++++ MATERIAL FOR THIS TASK
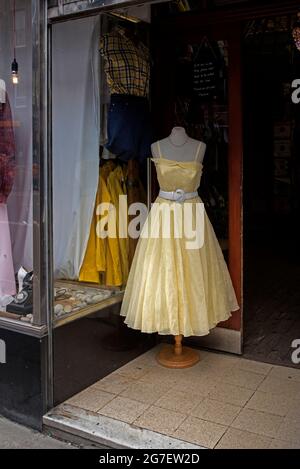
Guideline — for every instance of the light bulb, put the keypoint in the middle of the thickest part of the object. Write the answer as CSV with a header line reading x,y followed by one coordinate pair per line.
x,y
15,72
296,32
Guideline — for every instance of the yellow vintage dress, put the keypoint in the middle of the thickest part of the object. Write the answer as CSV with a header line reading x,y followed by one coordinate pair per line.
x,y
106,260
172,289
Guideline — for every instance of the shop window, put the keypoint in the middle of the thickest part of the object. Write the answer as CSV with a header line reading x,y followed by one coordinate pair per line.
x,y
16,245
96,158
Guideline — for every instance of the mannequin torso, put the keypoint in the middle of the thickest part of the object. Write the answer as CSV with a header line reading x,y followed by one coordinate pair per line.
x,y
180,146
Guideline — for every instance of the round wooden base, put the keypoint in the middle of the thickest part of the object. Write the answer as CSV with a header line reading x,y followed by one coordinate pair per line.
x,y
167,357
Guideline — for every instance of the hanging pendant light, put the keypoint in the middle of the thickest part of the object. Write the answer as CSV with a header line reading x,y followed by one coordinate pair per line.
x,y
296,32
15,72
14,65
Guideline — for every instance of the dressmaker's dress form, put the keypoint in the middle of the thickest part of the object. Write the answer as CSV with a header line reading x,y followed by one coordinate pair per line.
x,y
171,289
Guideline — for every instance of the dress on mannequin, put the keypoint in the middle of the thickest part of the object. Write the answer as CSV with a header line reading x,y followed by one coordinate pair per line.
x,y
172,289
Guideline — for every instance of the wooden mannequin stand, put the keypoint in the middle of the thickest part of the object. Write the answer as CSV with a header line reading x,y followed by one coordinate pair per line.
x,y
177,356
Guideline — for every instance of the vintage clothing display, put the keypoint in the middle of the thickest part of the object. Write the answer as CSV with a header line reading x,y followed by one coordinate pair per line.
x,y
106,259
127,64
7,151
129,128
76,134
127,69
172,289
7,174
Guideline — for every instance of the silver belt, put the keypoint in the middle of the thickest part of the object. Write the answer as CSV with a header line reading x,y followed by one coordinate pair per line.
x,y
178,196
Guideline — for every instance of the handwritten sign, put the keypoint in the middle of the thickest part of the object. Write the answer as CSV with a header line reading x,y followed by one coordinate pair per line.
x,y
205,78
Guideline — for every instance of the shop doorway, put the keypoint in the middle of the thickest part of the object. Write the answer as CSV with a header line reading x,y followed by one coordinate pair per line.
x,y
271,191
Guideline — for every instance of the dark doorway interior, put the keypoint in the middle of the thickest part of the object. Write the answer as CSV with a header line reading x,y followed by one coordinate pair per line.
x,y
271,196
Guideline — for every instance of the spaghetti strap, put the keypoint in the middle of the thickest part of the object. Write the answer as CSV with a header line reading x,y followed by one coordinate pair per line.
x,y
159,150
198,150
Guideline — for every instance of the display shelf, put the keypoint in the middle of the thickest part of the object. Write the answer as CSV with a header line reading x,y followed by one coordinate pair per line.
x,y
115,298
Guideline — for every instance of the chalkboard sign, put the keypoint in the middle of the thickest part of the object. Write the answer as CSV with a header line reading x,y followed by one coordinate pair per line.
x,y
205,71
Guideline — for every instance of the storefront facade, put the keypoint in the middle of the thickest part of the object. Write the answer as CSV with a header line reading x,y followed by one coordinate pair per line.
x,y
47,358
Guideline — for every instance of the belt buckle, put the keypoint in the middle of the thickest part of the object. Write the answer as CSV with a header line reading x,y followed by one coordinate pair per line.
x,y
180,195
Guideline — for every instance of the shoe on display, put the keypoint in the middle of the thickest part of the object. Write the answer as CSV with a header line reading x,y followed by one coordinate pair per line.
x,y
22,303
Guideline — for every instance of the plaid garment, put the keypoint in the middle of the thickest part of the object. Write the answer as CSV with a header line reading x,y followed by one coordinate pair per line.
x,y
127,65
7,152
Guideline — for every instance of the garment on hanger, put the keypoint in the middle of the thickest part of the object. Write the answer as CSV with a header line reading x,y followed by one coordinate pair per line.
x,y
127,68
172,289
76,135
106,260
116,187
129,128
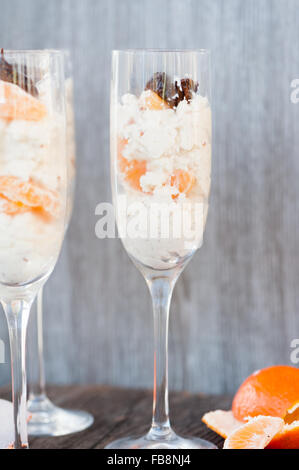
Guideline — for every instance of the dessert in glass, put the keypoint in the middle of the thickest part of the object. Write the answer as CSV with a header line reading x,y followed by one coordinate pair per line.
x,y
160,166
46,419
33,195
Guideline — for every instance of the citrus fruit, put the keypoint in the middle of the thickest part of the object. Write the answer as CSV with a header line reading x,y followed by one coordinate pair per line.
x,y
269,392
15,103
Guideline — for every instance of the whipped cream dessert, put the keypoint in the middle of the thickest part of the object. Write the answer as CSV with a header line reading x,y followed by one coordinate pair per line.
x,y
32,180
162,143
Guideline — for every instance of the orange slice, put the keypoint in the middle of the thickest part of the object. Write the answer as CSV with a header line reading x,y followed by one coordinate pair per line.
x,y
256,434
30,194
11,208
15,103
133,170
183,181
153,101
221,422
287,438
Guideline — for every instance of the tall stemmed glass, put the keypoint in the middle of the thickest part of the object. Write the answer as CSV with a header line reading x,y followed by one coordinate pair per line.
x,y
33,199
160,164
46,418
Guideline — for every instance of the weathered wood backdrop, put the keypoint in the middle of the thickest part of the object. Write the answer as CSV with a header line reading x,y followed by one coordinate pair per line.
x,y
236,307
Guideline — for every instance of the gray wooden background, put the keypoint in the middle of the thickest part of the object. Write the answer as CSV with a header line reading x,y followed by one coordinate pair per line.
x,y
236,307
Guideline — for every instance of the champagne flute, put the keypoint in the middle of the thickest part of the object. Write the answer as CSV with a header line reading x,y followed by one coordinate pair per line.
x,y
160,164
46,418
33,196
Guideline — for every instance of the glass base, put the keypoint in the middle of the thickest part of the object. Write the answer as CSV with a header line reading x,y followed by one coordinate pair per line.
x,y
47,419
170,441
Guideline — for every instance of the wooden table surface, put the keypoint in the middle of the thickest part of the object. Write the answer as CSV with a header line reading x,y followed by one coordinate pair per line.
x,y
121,412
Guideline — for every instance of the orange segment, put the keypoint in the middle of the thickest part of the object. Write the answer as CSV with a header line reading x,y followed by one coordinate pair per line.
x,y
270,392
256,434
221,422
30,194
287,438
153,101
183,181
11,208
133,170
15,103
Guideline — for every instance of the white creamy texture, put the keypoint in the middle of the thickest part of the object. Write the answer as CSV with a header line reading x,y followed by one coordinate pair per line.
x,y
29,245
167,140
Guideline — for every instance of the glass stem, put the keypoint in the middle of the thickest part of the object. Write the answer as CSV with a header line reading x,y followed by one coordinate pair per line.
x,y
37,385
17,314
161,288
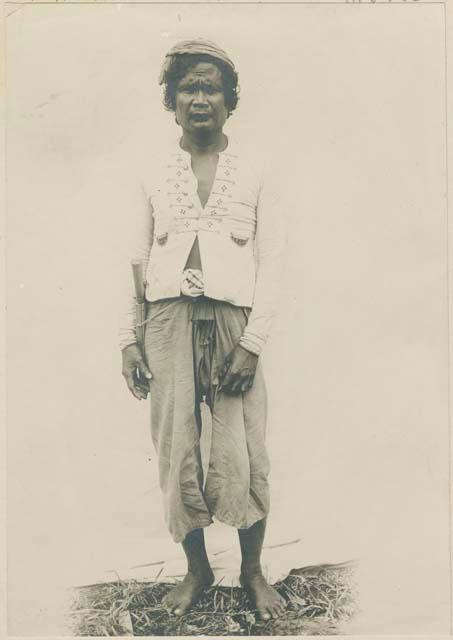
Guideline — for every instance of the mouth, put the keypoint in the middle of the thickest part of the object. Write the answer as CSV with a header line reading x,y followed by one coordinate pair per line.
x,y
200,116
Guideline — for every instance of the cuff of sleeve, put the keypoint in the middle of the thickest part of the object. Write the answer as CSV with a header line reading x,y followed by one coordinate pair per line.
x,y
252,343
123,345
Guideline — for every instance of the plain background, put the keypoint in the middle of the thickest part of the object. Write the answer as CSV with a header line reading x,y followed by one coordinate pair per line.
x,y
351,100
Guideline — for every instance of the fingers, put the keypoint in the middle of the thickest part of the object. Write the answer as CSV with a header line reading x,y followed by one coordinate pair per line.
x,y
143,369
138,387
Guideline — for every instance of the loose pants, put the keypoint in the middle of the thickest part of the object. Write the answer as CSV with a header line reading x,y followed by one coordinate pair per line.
x,y
186,343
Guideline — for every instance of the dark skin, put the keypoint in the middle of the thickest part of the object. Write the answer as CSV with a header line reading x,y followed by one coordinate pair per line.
x,y
201,112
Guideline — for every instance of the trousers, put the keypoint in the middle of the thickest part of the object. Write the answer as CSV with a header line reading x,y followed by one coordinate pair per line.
x,y
186,343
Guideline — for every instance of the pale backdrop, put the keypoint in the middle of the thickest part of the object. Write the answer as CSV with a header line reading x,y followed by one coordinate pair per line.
x,y
351,100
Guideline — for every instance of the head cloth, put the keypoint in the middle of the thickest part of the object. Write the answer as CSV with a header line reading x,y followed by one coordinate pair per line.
x,y
193,47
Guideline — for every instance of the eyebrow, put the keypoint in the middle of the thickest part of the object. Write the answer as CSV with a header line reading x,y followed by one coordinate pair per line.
x,y
201,82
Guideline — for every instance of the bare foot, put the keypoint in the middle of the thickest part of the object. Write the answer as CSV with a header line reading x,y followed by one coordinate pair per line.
x,y
265,598
184,595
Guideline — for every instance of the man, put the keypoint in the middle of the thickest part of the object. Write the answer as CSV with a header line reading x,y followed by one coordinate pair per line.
x,y
211,245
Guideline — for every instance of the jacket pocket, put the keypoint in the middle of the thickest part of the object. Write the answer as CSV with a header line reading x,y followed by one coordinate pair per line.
x,y
161,238
239,238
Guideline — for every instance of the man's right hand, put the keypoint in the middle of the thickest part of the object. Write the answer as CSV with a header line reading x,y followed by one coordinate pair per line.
x,y
135,372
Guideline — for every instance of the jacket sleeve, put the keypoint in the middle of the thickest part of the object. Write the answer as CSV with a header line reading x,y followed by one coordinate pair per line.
x,y
142,238
270,245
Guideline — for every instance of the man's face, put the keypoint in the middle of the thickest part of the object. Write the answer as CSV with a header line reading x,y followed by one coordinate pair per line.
x,y
200,101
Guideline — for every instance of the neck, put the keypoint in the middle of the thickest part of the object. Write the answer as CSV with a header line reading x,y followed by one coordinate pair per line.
x,y
204,142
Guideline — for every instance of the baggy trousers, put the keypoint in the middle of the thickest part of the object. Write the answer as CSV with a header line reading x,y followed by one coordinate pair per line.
x,y
186,343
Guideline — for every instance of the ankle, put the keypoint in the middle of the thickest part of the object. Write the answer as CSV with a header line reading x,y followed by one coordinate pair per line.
x,y
249,571
200,572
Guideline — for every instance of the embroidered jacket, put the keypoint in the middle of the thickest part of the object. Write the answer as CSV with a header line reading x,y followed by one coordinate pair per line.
x,y
240,230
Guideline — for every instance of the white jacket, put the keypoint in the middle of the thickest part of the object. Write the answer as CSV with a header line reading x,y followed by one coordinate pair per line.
x,y
240,230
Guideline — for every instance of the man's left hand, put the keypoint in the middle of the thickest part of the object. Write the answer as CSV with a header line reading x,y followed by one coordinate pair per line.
x,y
238,371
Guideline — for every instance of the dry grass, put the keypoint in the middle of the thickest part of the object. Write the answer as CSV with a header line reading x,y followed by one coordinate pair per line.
x,y
318,600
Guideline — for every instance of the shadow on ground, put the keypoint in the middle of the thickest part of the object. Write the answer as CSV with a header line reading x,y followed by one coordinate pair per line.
x,y
320,599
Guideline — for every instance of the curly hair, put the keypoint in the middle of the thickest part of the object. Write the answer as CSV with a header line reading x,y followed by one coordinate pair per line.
x,y
181,64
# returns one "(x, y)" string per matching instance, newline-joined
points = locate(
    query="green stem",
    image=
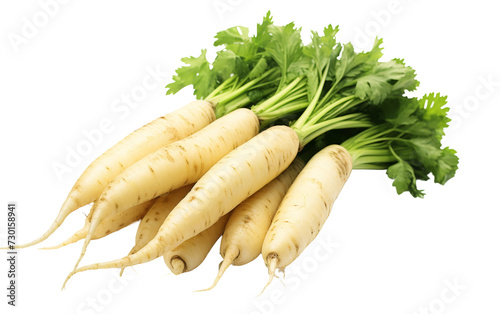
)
(305, 115)
(277, 97)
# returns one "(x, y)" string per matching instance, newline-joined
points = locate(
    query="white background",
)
(387, 253)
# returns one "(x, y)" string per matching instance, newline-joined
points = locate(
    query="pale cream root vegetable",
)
(147, 139)
(171, 167)
(191, 253)
(109, 225)
(249, 222)
(305, 207)
(154, 218)
(234, 178)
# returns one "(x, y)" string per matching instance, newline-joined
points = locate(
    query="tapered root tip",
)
(67, 278)
(42, 238)
(178, 266)
(132, 251)
(223, 266)
(272, 264)
(58, 246)
(232, 252)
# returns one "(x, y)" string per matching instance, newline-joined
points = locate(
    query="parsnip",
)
(192, 252)
(230, 181)
(111, 224)
(249, 222)
(147, 139)
(154, 218)
(171, 167)
(305, 207)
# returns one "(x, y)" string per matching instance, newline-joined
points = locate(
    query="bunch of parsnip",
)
(261, 156)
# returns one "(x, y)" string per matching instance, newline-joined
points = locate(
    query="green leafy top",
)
(406, 141)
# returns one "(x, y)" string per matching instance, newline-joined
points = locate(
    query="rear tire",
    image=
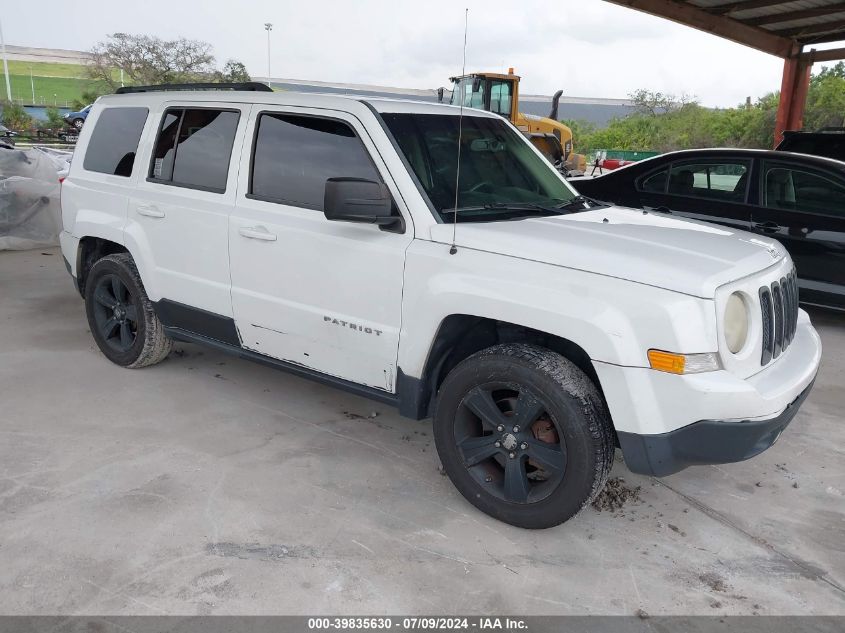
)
(487, 435)
(121, 316)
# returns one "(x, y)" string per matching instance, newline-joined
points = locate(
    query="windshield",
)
(498, 166)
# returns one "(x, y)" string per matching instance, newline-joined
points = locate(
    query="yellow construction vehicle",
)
(499, 93)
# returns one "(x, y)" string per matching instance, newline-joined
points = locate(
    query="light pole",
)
(5, 64)
(267, 27)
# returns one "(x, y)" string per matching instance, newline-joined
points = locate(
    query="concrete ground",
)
(213, 485)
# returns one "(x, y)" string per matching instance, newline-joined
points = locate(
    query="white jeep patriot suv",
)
(432, 259)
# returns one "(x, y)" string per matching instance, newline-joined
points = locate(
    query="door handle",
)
(257, 233)
(767, 227)
(149, 210)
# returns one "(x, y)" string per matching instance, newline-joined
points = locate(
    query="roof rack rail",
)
(248, 86)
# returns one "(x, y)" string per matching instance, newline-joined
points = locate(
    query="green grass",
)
(65, 89)
(47, 69)
(66, 81)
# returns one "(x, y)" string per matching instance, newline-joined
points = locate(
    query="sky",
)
(587, 48)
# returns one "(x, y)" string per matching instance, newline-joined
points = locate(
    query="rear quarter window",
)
(114, 141)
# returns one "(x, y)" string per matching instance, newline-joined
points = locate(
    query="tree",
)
(87, 98)
(233, 71)
(147, 60)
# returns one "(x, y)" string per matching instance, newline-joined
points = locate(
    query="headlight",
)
(736, 323)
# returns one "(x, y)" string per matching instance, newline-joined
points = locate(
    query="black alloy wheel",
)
(115, 313)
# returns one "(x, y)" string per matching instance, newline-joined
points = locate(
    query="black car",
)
(829, 142)
(794, 198)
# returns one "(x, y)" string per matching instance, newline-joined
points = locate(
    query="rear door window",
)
(655, 183)
(801, 189)
(114, 142)
(194, 148)
(718, 180)
(294, 155)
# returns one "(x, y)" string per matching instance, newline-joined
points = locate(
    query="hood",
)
(677, 254)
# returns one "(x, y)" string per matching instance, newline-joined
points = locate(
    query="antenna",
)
(454, 249)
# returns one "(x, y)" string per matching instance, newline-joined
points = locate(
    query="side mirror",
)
(360, 200)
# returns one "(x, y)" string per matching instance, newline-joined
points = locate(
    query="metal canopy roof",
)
(778, 27)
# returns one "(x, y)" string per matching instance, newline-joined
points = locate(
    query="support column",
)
(793, 94)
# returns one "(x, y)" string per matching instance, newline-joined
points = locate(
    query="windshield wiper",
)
(529, 207)
(581, 203)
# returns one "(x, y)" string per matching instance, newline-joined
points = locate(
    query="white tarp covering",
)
(30, 216)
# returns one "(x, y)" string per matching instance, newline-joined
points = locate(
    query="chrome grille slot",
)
(777, 299)
(768, 324)
(779, 311)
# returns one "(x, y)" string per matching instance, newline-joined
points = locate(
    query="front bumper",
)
(666, 422)
(704, 442)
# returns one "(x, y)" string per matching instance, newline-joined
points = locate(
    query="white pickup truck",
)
(432, 259)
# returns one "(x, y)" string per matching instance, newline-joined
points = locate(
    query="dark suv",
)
(828, 142)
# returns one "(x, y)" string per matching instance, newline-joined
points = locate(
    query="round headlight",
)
(736, 323)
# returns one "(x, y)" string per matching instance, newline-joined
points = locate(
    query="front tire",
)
(121, 316)
(523, 434)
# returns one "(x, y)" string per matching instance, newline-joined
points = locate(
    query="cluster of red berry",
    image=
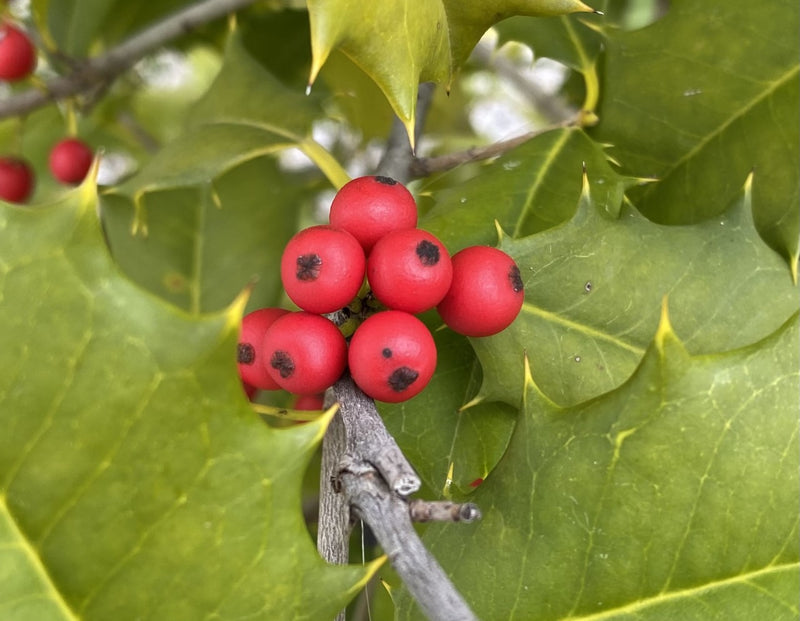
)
(391, 354)
(70, 158)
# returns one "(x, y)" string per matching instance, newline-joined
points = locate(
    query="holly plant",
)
(279, 280)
++++++++
§ EXERCISE DESCRIPTION: How many lines of the items contain the word "black"? Give only the number.

§ CORRECT ANSWER: 2